Short problem
Please reproduce word for word the part of the hard drive forum thread that begins at the words "Try to replace" and stops after "like an idiot.".

[start Text excerpt]

To me it seems like a failing hard drive did you do ay hD tests?


----------



## sinclair_tm (Mar 11, 2005)

Sounds like a hard drive problem, one usually seen with a full hard drive. Let us know how the reformat works.


----------



## Shoal (Aug 18, 2011)

I too think it must be a hard drive issue. But the Disk Utility verifies the disk as okay, so...?

Anyway, as soon as I post this message, I'm reformatting.


----------



## sinclair_tm (Mar 11, 2005)

As long as the drive answers, Disk Utility will say it's okay. There is really no way for a hard disk to know that it's going bad.


----------



## johnny_stocazz (Mar 13, 2013)

Try to replace hard drive with a new one. Or install OS in an external drive.


----------



## sinclair_tm (Mar 11, 2005)

The OP already said he's doing that. Again, please read everything before posting so that you don't look like an idiot.


----------



## Shoal (Aug 18, 2011)

Update: reformatted the HD and tried to reinstall Lion but there was an unexplained error during installation. I am now almost entirely convinced that the problem must be a bad HD. I should've known this was a bad HD when I first bought it and it wouldn't make a new partitions without dumping error messages on me.

I have had to order a new HD and I've since been waiting for it to come in the mail. Should come in today or tomorrow.


----------



## sinclair_tm (Mar 11, 2005)

Here's hoping it fixes the issue. At least now you can put a bigger and faster hard drive in.


----------



## Shoal (Aug 18, 2011)

[end Text excerpt]
[start Extracted data]

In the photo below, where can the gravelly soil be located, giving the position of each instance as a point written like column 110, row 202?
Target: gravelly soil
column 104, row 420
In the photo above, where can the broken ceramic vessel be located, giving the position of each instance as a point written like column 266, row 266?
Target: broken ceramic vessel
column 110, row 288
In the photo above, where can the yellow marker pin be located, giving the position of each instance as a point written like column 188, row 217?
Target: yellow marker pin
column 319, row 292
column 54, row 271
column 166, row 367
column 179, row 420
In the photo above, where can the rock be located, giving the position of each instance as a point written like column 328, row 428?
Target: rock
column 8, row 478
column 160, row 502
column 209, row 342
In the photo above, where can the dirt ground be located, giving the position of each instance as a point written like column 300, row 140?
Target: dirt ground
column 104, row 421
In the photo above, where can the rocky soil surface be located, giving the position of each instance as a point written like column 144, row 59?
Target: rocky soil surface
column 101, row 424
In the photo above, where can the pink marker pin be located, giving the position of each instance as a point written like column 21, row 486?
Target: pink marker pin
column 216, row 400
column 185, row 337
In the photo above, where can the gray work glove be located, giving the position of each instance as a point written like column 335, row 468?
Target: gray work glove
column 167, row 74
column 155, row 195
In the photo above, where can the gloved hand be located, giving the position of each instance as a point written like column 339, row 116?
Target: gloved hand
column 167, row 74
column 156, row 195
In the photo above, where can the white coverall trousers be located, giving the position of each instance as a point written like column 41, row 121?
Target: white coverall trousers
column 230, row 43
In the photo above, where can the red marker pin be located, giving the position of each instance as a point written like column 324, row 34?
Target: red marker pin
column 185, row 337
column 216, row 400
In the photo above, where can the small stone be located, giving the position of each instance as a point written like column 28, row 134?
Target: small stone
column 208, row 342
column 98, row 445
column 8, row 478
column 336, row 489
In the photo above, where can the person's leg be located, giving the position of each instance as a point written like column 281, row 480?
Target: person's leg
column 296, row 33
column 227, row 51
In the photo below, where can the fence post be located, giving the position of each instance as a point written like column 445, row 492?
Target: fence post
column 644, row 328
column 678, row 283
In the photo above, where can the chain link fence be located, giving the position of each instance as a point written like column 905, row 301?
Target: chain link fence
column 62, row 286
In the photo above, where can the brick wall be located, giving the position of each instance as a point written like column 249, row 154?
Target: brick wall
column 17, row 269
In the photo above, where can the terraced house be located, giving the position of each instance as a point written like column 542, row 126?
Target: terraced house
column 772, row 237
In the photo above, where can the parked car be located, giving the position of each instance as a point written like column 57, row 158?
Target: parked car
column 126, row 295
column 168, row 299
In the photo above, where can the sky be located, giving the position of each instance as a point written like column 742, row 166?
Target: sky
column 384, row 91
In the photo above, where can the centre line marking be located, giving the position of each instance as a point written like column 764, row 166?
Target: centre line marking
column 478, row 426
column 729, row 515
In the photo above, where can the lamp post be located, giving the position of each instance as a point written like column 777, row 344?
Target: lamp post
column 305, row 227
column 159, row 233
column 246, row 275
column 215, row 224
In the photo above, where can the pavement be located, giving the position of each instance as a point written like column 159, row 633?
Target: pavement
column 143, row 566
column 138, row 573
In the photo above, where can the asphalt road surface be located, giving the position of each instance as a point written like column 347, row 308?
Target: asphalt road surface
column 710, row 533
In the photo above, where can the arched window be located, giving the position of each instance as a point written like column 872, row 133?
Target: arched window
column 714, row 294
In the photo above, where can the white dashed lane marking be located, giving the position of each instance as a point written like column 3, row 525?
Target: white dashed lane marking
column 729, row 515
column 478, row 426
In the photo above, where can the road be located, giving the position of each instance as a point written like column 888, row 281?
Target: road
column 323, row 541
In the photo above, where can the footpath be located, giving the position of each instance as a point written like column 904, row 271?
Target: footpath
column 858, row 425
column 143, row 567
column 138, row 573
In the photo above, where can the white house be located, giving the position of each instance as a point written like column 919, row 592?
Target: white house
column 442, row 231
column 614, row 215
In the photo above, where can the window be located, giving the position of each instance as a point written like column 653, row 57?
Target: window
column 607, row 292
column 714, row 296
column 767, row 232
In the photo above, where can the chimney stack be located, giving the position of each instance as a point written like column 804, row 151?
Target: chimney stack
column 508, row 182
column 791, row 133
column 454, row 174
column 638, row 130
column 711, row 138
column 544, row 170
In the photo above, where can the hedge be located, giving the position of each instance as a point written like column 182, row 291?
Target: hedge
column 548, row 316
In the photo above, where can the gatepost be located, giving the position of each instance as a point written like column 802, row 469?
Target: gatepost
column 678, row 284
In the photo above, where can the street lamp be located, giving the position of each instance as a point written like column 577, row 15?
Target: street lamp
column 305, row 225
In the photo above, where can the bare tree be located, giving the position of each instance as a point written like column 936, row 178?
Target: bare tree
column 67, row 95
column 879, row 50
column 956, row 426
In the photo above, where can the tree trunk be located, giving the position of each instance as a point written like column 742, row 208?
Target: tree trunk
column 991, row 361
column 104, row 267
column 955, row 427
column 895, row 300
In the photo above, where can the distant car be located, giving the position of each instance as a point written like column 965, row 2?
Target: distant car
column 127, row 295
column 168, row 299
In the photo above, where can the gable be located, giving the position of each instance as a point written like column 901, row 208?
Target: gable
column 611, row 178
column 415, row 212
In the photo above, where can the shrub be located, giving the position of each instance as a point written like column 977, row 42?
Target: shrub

[end Extracted data]

Completed exercise
Try to replace hard drive with a new one. Or install OS in an external drive.


----------



## sinclair_tm (Mar 11, 2005)

The OP already said he's doing that. Again, please read everything before posting so that you don't look like an idiot.